> _Document passage_:
————————

EU/Korea Free Trade Agreement: bilateral safeguard clause
The Committee on International Trade adopted the report by Pablo ZALBA BIDEGAIN (EPP, ES) on the proposal for a regulation of the European Parliament and of the Council implementing the bilateral safeguard clause of the EU-Korea Free Trade Agreement.
It recommended that the European Parliament’s position at first reading under the ordinary legislative procedure (formerly known as the codecision procedure) should be to amend the Commission proposal as follows:
Definitions: Members made a number of amendments with the purpose of clarifying the definitions used in the proposal. In particular, they amended the definition relating to “Union industry” and that relating to “threat of serious injury”, and added a new definition for “interested parties” which means parties affected by the imports of the product in question. Members also added the following definitions:
- “products”: this means goods produced in the European Union and the Republic of Korea. It does not include goods or components the production of which is contracted out to external manufacturing zones. Before the regulation’s scope can be extended to include products contracted out to external manufacturing zones, it shall be amended in accordance with the ordinary legislative procedure;
- “such conditions as to cause or threaten to cause”: this includes such factors as the production capacity, utilisation rates, currency practices and labour conditions of a third country with regard to the manufacturing of components and materials incorporated into the product concerned.
Regional safeguard measures: Members propose that there should be the option of applying safeguard measures at regional level in exceptional cases in order to cause the least possible disruption to the internal market. The aim is to take due account of the major differences between the specific circumstances obtaining in each Member States and the fact that the FTA with South Korea may have a very different impact on the industry in each. Accordingly, where industries in one or more Member States are particularly severely affected, it should be possible for 'regional' safeguard measures to be brought to bear in order to enable them to adjust to the new situation.

————————

> _Material provided_:
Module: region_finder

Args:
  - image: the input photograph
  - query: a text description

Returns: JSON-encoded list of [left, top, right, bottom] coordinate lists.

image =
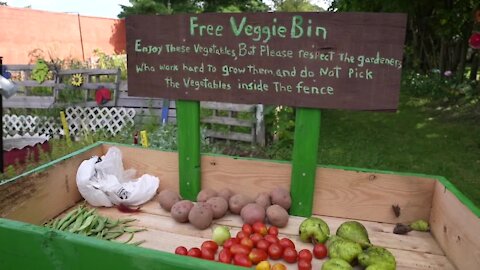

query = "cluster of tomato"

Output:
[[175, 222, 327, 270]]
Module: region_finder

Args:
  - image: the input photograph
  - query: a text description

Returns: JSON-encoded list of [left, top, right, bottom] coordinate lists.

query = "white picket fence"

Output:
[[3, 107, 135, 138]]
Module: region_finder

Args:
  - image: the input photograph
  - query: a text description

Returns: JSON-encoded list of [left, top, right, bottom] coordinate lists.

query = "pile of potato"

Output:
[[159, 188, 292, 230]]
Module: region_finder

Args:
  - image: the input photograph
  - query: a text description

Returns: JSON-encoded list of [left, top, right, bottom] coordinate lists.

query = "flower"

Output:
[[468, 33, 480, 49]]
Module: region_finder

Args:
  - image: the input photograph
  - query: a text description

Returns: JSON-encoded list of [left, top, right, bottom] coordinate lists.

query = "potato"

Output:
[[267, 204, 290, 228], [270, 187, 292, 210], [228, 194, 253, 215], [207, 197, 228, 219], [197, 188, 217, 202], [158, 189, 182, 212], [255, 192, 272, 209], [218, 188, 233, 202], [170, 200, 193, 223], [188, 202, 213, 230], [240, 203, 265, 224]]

————————

In the text on the EU-Korea safeguard clause, how is the new definition of "interested parties" worded? These records were taken from a different source than the text.

Parties affected by the imports of the product in question.